Reading passage =
-*-*-
Brad (bradrubin) | 264 comments Mod
Peter was featured in the Steven Levy book "Hackers." I never knew that he was the main author for the Ghostscript PostScript interpreter. He is a Python advocate, and I found his rationale for this interesting reading, along with his diminishing love for Lisp. I also share his negative views about Perl, but not to the same extreme.

His shift from programming to music composition makes me wonder how many programmers keep programming for their entire lives, how many drop it totally, and what other career or retirement hobby areas programmers tend to enjoy after their programming career comes to an end.


message 2: by Aleksander (new)

Aleksander Shtuk | 84 comments I can’t evaluate a language as a language designer like Dr. Deutsch, but I think that Perl is easy to learn and use scripting language, a very powerful one, as there are many different libraries available. I’ve never been a heavy Perl user but I enjoyed its regular expressions, formatting, file handling, different utilities, etc… And it’s possible to do scripting in object-oriented way, which I thought was interesting...
-*-*-
Record excerpts =
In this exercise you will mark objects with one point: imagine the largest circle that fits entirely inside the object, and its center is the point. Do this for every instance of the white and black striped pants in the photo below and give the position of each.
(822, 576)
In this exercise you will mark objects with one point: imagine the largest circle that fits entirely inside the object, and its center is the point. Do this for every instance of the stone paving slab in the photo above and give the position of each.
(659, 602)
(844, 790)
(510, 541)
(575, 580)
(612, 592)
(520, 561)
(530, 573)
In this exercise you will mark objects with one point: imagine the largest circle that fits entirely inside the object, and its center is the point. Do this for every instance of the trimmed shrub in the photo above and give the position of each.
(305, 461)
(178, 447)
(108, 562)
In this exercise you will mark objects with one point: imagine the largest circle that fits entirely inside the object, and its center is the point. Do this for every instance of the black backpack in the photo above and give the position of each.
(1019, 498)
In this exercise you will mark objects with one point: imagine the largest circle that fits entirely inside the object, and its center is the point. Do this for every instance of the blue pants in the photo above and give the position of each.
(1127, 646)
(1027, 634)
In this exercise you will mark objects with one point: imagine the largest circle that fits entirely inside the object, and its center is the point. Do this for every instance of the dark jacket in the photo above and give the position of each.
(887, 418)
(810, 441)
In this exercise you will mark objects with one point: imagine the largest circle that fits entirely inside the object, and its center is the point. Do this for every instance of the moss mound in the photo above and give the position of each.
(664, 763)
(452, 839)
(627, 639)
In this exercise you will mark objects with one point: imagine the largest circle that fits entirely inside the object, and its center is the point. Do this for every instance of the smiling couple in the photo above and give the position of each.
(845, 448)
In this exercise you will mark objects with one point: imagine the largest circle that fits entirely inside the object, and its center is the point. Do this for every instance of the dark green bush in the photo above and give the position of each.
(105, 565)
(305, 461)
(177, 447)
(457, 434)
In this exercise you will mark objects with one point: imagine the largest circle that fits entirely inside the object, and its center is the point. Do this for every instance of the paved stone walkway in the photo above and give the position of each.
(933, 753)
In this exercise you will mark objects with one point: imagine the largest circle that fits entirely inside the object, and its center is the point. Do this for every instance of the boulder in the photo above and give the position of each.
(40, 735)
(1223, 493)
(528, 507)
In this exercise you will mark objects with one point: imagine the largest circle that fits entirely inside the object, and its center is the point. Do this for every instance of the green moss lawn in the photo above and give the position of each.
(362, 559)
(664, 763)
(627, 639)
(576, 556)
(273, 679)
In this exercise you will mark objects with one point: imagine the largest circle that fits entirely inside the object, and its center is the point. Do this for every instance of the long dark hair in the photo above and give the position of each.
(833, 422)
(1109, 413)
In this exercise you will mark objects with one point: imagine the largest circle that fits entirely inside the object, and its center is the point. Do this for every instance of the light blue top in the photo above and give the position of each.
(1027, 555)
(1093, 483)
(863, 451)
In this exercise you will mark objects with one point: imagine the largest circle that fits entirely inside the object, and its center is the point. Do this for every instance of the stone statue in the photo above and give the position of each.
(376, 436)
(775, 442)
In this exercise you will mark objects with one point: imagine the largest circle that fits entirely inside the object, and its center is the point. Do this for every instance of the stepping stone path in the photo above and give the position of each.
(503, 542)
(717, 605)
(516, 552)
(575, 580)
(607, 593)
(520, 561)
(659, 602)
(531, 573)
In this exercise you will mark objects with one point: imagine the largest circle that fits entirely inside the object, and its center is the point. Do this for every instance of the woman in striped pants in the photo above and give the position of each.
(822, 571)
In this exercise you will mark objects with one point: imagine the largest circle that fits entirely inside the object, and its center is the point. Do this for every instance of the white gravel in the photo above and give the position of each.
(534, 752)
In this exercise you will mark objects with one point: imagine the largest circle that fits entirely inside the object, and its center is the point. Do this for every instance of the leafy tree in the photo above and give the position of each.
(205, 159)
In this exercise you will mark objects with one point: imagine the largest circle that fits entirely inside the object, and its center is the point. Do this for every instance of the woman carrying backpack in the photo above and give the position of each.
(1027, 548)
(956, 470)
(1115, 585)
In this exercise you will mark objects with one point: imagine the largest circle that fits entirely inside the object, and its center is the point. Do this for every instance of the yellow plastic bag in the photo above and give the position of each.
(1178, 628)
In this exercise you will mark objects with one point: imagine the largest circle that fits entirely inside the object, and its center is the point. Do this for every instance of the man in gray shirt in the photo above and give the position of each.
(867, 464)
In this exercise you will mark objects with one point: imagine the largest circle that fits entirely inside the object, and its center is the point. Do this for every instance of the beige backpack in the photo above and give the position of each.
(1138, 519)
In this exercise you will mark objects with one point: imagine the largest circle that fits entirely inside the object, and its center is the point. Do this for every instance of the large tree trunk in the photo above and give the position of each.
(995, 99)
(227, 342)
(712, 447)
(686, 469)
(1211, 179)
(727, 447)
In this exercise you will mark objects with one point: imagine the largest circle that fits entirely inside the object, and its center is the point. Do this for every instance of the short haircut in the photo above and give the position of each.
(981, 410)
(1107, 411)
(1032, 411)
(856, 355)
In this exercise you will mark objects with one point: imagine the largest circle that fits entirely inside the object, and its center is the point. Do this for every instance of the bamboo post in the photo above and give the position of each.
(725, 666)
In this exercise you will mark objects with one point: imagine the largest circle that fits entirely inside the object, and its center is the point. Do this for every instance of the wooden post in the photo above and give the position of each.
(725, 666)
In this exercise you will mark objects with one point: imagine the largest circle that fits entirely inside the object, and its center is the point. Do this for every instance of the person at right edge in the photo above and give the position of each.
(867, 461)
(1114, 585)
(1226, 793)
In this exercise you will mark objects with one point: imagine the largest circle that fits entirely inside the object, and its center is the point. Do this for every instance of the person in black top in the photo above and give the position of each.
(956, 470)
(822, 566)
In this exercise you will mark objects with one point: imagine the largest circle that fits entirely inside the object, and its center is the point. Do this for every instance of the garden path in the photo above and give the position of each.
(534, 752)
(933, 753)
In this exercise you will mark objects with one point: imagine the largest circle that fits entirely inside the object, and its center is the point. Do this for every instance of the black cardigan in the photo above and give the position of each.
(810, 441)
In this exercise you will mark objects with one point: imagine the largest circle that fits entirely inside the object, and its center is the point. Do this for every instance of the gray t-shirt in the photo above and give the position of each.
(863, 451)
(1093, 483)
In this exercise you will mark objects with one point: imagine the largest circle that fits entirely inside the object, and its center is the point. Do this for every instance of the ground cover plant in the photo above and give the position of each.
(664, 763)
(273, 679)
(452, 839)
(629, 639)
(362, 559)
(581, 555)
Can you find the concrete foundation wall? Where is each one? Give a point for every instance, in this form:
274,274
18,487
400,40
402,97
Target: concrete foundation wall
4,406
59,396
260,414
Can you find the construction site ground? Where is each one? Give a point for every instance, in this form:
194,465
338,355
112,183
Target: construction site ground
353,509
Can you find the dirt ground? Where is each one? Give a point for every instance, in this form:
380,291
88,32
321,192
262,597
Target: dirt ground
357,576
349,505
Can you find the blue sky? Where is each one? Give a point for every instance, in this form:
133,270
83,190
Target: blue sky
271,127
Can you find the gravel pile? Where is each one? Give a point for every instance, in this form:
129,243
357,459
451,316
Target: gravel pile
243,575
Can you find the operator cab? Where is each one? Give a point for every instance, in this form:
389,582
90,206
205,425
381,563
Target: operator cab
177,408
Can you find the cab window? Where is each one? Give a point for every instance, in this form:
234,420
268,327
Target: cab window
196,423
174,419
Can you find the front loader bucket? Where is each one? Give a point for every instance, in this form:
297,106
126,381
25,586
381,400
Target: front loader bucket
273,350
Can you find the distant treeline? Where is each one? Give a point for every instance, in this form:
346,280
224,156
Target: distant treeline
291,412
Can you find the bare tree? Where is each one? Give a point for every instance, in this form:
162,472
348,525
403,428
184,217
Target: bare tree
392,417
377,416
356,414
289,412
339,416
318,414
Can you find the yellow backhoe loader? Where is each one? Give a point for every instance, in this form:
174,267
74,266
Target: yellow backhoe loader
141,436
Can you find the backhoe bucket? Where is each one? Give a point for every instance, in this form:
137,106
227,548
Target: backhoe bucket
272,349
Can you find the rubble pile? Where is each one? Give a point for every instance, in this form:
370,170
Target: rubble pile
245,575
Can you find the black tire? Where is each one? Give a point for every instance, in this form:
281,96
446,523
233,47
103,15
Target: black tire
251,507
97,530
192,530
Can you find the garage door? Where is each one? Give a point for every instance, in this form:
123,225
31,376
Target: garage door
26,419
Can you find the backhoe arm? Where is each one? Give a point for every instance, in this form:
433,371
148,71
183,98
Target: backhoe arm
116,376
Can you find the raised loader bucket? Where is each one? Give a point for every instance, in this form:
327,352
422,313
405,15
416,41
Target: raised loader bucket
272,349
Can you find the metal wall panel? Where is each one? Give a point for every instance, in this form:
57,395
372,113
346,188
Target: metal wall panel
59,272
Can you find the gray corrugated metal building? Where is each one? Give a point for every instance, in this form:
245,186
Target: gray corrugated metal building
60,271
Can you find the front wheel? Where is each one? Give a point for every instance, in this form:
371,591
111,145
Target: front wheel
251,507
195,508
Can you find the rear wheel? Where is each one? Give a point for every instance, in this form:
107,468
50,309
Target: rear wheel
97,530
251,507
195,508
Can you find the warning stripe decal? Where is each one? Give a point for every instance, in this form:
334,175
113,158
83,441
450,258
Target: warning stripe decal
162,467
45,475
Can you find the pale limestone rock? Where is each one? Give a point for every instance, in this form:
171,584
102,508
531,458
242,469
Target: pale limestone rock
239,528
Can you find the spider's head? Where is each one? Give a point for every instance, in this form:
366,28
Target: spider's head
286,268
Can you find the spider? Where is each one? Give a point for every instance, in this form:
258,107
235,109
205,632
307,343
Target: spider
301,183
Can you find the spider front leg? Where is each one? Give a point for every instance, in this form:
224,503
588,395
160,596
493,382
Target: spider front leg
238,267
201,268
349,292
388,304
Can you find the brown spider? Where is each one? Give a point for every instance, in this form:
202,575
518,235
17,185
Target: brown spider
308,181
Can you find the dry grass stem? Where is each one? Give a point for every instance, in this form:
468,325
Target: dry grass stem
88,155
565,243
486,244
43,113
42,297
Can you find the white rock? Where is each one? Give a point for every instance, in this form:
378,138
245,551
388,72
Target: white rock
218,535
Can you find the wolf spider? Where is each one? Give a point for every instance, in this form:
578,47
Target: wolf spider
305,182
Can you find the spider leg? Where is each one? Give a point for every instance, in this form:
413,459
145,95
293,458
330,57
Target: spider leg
-*-*-
Exercise requirements =
A. Please rewrite the paragraph beginning "Peter was featured" from the forum discussion about Peter Deutsch in fewer words, keeping its main facts.
B. Write what comes next in the forum discussion about Peter Deutsch.

Exercise results =
A. Peter appeared in Steven Levy's book "Hackers," and the writer learned that he was the main author of the Ghostscript PostScript interpreter. The writer found his reasons for advocating Python interesting, along with his fading love for Lisp, and shares his dislike of Perl, though less strongly.

B.
I understand that many programmers have hobbies like music, running, bicycling, playing hockey, woodworking, or anything else and spend as much time doing that as they do programming. Some programmers get promoted and become managers, directors, or simply find other opportunities in other fields. But I’m wondering how many programmers actually get tired of programming. I mean, not like programming as in coding, but as in software development – constantly solving problems, learning, designing, analyzing, testing, etc. I guess I’m just repeating Brad’s “how many programmers keep programming for their entire lives” and still have fun doing that. :)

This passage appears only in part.